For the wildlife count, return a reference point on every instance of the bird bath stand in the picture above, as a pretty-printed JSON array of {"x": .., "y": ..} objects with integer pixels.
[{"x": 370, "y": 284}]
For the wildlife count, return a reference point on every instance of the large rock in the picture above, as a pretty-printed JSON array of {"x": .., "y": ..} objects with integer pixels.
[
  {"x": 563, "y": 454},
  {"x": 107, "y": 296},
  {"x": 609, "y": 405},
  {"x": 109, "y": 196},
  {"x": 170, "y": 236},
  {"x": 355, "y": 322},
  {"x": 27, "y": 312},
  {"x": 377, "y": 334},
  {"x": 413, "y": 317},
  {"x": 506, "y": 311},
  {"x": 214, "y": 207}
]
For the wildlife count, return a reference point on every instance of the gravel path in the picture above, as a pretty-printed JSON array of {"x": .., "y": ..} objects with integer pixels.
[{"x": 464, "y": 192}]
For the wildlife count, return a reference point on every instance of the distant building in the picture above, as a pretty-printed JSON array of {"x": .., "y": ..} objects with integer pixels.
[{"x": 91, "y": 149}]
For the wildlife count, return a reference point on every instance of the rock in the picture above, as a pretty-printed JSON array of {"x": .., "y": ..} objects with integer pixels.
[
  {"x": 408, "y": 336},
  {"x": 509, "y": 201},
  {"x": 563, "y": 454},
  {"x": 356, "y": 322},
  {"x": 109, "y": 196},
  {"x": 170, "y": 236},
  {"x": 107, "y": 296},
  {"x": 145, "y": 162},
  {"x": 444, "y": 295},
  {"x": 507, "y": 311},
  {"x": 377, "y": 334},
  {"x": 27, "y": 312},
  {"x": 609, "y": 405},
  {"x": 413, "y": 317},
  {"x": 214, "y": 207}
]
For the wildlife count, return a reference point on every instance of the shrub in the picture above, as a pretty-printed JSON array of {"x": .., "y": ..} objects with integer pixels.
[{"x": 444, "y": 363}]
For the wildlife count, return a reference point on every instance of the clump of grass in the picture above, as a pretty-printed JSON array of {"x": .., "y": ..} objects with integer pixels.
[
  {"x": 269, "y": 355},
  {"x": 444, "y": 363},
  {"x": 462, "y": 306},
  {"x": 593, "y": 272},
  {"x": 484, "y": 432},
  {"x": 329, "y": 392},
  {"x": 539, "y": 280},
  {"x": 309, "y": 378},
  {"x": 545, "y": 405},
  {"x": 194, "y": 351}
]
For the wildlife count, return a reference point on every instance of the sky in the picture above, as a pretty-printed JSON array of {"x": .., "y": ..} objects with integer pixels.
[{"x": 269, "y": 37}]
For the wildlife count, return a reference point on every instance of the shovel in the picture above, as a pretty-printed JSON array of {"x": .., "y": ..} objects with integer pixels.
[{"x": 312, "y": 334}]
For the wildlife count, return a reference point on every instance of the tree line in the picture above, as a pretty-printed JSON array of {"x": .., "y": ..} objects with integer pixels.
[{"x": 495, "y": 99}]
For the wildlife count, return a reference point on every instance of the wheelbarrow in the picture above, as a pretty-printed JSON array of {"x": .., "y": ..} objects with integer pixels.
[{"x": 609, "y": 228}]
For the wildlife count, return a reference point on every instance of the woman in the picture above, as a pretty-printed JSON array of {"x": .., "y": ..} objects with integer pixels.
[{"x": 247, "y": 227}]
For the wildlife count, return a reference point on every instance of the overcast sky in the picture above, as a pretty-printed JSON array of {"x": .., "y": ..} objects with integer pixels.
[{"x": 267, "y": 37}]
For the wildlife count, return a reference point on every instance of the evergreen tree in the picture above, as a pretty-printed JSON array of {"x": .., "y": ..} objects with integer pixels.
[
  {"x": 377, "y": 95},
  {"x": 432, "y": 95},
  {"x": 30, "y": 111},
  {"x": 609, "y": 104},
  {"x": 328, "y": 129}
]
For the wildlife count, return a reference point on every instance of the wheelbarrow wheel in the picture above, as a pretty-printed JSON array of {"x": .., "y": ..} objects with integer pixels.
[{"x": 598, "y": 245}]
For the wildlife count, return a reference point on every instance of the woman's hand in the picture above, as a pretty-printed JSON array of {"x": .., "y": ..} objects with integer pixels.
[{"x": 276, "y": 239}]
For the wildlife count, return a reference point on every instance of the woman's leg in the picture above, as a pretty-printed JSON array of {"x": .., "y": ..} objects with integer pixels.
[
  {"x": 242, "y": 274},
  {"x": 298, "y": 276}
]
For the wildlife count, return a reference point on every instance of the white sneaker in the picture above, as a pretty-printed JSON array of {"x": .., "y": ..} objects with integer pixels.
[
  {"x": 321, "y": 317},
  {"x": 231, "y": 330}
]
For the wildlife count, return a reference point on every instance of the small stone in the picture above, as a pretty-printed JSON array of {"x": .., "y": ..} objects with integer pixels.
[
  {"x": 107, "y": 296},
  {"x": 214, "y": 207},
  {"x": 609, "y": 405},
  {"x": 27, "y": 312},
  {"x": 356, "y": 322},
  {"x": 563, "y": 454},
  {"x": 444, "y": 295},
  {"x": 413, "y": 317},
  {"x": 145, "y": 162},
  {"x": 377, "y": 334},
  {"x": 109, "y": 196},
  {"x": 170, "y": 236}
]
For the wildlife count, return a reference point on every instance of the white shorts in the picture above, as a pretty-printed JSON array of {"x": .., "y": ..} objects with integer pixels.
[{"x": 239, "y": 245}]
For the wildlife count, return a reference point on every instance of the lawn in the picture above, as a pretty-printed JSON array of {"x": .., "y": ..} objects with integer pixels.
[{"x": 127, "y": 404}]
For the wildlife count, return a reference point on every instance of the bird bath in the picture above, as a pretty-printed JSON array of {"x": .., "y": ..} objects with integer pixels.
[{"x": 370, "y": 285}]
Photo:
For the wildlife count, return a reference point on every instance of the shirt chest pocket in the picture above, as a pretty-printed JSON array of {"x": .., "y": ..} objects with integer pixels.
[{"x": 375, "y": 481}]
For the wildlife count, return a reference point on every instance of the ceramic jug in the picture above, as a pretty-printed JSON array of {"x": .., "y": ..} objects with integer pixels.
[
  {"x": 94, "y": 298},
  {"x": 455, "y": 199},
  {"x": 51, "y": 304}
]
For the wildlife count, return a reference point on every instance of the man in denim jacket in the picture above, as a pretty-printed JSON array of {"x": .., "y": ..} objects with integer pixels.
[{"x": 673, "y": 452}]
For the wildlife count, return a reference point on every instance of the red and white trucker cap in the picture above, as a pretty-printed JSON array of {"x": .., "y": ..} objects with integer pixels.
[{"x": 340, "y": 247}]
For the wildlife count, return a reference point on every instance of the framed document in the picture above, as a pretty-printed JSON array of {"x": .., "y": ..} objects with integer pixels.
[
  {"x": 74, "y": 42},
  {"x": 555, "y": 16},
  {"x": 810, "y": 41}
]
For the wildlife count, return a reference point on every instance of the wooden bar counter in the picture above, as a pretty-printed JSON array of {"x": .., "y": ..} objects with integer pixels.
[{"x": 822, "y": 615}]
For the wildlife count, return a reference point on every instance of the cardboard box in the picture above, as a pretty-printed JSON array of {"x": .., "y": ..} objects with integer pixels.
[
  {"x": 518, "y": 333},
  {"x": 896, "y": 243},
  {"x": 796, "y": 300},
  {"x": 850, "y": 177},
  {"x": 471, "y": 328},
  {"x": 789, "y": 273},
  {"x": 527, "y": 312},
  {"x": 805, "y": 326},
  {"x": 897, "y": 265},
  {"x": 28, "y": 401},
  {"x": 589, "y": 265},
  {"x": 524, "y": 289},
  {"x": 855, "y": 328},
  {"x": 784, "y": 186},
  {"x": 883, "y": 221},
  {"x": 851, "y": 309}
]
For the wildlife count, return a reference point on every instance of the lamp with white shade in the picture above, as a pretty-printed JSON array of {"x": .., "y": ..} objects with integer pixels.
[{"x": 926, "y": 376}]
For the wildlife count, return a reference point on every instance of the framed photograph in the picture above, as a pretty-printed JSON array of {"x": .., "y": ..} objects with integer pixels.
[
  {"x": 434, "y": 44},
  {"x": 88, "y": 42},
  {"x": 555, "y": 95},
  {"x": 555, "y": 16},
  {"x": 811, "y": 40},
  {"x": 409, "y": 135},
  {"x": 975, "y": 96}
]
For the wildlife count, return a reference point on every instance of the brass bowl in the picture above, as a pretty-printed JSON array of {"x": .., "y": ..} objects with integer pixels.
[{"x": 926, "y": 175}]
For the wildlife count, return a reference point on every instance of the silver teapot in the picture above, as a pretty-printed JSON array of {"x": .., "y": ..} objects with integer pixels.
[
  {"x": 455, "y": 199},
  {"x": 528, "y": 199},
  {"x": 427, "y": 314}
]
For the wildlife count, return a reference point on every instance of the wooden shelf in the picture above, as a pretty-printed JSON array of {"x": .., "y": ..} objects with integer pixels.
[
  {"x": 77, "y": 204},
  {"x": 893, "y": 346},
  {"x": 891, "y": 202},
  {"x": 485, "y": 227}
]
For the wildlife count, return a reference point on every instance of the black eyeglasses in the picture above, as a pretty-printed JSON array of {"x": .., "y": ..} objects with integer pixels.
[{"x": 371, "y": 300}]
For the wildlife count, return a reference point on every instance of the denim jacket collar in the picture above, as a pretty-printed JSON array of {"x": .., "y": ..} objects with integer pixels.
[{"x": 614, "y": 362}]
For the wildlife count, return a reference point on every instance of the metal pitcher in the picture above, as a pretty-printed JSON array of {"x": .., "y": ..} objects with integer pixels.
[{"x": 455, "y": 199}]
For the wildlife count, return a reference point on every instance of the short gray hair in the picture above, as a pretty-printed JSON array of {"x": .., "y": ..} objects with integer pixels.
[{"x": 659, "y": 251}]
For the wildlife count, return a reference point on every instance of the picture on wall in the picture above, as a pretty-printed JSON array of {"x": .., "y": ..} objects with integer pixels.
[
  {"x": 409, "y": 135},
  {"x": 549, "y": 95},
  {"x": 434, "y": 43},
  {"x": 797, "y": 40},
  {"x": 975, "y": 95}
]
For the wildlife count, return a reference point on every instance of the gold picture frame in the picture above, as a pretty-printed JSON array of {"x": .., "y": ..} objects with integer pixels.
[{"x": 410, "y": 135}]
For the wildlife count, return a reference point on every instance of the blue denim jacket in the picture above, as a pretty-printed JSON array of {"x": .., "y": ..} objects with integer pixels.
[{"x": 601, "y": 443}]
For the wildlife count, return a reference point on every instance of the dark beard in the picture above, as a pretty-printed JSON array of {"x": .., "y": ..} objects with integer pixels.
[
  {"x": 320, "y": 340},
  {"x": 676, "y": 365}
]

────────────────

EXERCISE INSTRUCTIONS: Beginning with the line that holds "of the dark", please give again each line exactly until the records end, and include that final line.

TASK ANSWER:
For the wildlife count, return a reference point on every instance of the dark beard in the picture above, as a pretty-printed JSON array of {"x": .., "y": ..} objects with integer pixels.
[
  {"x": 320, "y": 340},
  {"x": 676, "y": 365}
]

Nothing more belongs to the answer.